The records —
- - - - -

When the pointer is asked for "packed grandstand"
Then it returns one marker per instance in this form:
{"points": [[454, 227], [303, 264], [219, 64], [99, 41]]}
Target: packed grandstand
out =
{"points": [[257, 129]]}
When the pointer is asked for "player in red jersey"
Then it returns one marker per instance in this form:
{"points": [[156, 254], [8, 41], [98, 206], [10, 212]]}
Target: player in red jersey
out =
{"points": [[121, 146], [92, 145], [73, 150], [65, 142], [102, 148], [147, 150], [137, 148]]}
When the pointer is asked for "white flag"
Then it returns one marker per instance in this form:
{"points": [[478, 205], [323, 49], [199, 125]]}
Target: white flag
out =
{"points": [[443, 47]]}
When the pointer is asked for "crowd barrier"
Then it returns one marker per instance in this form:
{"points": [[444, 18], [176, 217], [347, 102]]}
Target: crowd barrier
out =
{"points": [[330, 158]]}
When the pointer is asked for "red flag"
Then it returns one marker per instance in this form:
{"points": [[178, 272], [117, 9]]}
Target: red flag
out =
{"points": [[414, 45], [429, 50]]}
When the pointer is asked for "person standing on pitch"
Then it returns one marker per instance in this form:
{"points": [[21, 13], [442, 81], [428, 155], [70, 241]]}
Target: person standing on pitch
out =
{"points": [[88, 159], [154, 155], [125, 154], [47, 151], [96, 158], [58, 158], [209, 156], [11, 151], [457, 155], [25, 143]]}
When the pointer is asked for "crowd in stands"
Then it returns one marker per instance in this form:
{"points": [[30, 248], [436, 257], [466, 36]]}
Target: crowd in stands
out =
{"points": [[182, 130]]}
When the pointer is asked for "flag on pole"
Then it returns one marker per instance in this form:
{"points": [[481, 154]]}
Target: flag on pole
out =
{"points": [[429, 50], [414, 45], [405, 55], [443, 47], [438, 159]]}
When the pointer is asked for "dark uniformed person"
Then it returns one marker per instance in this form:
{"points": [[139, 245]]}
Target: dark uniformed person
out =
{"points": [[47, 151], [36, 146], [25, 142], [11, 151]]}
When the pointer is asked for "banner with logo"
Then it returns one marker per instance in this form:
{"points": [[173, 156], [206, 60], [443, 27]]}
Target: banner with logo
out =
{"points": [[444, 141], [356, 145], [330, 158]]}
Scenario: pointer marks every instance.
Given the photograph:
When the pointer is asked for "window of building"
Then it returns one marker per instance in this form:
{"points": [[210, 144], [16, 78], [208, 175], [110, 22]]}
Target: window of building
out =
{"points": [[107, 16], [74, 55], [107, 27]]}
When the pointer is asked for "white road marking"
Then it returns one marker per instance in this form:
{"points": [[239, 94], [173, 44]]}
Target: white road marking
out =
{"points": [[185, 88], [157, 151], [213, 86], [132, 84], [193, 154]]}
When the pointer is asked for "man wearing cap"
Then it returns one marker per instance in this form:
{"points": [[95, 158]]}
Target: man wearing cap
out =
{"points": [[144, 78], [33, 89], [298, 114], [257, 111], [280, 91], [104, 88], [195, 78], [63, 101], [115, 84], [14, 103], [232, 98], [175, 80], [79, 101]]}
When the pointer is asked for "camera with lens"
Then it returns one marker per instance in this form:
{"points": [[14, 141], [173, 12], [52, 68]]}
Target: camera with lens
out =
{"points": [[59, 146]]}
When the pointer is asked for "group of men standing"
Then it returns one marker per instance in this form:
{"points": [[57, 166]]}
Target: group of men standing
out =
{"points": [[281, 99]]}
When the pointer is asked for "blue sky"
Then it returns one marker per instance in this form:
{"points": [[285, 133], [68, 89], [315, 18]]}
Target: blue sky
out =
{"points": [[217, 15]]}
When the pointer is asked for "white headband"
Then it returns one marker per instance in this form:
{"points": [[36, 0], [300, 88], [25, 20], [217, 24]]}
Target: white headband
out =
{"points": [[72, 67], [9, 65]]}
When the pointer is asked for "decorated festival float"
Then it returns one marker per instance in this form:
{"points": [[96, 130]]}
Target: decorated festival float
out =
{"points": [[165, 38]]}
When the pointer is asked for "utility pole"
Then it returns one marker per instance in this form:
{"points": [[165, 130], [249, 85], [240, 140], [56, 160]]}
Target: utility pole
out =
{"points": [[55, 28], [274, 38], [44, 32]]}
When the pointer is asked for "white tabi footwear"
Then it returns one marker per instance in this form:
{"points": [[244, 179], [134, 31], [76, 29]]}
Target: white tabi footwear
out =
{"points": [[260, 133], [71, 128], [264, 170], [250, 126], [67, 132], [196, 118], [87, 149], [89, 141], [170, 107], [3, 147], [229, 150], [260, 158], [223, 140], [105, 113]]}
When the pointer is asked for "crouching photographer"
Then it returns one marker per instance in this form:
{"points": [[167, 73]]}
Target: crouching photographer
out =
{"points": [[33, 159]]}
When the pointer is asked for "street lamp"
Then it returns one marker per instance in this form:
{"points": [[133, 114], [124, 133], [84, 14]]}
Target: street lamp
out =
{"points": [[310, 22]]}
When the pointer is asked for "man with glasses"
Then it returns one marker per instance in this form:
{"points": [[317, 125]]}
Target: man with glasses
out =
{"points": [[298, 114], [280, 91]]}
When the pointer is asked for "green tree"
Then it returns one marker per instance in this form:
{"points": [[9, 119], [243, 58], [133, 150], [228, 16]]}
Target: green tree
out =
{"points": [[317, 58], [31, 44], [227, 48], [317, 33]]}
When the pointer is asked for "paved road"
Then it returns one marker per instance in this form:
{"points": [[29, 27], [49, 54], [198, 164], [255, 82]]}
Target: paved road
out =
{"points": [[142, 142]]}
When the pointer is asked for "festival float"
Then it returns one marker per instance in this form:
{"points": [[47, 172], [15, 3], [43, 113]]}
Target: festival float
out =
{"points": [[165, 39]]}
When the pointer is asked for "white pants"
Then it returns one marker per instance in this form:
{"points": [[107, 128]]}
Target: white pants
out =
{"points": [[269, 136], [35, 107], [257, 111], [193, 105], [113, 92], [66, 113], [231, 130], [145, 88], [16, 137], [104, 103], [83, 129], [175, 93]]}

- - - - -

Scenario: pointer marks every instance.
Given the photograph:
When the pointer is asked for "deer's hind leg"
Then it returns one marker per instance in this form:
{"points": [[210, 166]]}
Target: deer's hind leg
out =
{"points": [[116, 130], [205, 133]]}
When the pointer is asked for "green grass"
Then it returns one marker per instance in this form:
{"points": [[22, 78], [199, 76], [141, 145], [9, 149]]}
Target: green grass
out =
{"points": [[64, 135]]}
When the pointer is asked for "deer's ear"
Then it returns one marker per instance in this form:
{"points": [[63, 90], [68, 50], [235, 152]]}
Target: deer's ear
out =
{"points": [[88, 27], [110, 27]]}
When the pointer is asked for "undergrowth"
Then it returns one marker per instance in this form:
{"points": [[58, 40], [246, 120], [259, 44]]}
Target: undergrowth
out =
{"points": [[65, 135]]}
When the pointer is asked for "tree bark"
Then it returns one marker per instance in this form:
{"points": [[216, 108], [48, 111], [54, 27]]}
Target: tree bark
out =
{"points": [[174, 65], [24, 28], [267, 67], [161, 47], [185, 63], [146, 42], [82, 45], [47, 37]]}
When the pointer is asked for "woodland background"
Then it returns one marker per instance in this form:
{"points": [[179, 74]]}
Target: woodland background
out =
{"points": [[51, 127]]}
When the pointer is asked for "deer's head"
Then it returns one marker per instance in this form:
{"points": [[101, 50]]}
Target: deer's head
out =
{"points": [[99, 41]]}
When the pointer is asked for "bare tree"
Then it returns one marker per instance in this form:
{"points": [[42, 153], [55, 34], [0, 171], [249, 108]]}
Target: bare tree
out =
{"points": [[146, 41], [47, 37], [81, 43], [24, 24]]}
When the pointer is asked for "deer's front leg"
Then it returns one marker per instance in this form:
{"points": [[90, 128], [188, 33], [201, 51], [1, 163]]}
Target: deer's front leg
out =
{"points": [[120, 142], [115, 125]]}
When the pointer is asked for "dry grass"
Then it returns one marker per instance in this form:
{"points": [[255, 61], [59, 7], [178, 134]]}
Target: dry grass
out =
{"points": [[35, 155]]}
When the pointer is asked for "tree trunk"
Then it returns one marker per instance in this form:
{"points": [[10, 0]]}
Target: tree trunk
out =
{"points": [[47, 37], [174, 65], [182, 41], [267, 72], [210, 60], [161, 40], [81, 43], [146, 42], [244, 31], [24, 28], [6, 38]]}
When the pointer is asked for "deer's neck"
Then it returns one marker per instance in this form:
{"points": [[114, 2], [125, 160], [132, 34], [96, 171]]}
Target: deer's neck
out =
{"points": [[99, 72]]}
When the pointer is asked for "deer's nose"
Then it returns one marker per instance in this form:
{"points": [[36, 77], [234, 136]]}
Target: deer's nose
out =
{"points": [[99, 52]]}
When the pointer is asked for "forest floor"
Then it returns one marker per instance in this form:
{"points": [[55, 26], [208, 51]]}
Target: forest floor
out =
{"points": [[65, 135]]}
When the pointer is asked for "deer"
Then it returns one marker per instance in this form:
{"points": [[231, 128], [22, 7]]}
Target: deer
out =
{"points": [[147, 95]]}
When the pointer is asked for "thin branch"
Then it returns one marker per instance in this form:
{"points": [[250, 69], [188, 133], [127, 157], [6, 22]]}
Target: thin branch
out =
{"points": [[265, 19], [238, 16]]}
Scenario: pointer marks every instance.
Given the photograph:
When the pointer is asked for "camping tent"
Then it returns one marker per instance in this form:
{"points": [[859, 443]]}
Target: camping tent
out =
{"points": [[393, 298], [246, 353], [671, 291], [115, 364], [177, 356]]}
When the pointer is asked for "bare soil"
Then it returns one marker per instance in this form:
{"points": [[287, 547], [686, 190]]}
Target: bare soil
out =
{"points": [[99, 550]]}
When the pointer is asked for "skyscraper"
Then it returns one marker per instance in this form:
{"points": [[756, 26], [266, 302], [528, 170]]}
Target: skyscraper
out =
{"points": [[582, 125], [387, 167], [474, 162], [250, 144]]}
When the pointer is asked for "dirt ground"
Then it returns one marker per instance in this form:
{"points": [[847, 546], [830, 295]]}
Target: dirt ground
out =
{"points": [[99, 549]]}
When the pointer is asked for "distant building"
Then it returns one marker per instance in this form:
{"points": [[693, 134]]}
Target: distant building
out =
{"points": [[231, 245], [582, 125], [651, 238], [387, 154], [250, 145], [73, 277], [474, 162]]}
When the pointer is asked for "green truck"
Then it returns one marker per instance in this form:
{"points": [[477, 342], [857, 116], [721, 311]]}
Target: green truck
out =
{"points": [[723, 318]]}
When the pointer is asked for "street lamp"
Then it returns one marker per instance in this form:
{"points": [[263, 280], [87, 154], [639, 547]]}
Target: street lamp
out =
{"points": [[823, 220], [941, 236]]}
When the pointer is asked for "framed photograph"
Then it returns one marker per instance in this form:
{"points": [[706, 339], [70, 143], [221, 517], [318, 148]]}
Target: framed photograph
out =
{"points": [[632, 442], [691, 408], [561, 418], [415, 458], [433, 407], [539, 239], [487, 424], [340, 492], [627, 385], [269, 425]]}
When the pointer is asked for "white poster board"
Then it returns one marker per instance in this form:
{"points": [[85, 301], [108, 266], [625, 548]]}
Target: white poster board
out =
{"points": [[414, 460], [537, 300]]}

- - - - -

Description of the task — Find every line in the rows above that contains the word "flag", matching case exactly, and copy each of those lines.

The result —
When the pointer is asked for "white flag"
Target: white flag
When the pointer is asked for "red flag"
Target: red flag
When the pointer is asked for "flag on pole"
Target: flag on pole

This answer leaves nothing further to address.